Rewrite the material from the line that contains "444, row 306." through the line that contains "column 292, row 92", changing "shredded" to "grated" and leaving everything else unchanged.

Rows:
···

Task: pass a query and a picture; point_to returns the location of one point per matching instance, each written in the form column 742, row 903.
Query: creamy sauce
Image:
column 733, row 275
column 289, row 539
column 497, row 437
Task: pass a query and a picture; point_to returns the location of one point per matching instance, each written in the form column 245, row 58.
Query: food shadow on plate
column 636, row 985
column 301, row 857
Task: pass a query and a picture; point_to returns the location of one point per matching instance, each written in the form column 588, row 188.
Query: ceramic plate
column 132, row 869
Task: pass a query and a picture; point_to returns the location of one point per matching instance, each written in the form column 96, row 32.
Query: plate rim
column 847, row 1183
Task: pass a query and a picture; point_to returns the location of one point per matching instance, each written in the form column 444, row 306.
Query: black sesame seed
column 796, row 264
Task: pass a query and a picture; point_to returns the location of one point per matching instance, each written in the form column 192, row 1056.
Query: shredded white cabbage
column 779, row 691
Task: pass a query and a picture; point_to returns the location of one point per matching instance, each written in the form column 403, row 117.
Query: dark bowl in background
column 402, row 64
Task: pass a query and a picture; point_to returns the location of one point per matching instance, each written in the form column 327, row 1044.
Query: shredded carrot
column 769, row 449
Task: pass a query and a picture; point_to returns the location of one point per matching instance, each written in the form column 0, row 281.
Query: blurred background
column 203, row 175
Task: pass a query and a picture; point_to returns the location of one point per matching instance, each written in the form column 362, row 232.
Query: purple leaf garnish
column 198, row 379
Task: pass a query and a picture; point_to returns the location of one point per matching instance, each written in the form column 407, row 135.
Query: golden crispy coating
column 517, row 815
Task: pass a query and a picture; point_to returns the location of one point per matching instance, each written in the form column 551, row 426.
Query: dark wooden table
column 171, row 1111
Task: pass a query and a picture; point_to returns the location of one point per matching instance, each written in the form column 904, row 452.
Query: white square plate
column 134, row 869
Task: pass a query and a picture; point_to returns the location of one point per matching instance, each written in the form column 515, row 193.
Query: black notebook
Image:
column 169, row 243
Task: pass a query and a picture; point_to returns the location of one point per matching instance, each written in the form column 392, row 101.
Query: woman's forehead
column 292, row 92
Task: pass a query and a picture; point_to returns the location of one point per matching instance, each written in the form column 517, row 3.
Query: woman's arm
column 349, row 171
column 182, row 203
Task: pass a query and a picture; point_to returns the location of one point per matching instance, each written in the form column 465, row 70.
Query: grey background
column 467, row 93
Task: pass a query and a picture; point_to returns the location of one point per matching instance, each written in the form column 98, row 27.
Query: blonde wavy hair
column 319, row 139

···

Reply:
Task: pass a query and a picture; point_to returns the location of one point per matching instance, each written in the form column 444, row 306.
Query: black sesame seed
column 796, row 264
Task: pass a query and a picture; point_to returns the location of one point per matching instance, each written in the form column 192, row 1056.
Query: grated white cabbage
column 779, row 691
Task: pass a query and a picture; point_to returns the location of one point per matching instance, each written in the form column 403, row 117.
Query: dark bowl in background
column 402, row 64
Task: pass a query and a picture; point_to returns the location of one point per matching instance, each written in the form column 327, row 1044.
Query: grated carrot
column 769, row 449
Task: pass a query and a picture; point_to returns the location of one point per matching instance, each written in the form column 0, row 281.
Query: blurred background
column 203, row 175
Task: pass a query and a picture; point_to returns the location of one point per matching instance, each written in the form column 362, row 232.
Query: purple leaf garnish
column 198, row 379
Task: pass a query and a picture; point_to returns the location of one point per matching instance, each written in the form column 407, row 135.
Query: golden crispy coating
column 517, row 815
Task: pass a query and a picture; point_to returns the location of one point per matching instance, each written in the form column 551, row 426.
Query: dark wooden table
column 171, row 1111
Task: pass a query and a picture; point_to returns the location of one point per matching instance, each written in the form column 904, row 452.
Query: white square plate
column 134, row 869
Task: pass a query and a picture; point_to returns the location of one point per matching instance, each written in the form column 515, row 193.
Query: black notebook
Image:
column 169, row 243
Task: pass a query and a picture; point_to returns the location of one point per matching instance, each written in the form column 392, row 101.
Query: woman's forehead
column 292, row 92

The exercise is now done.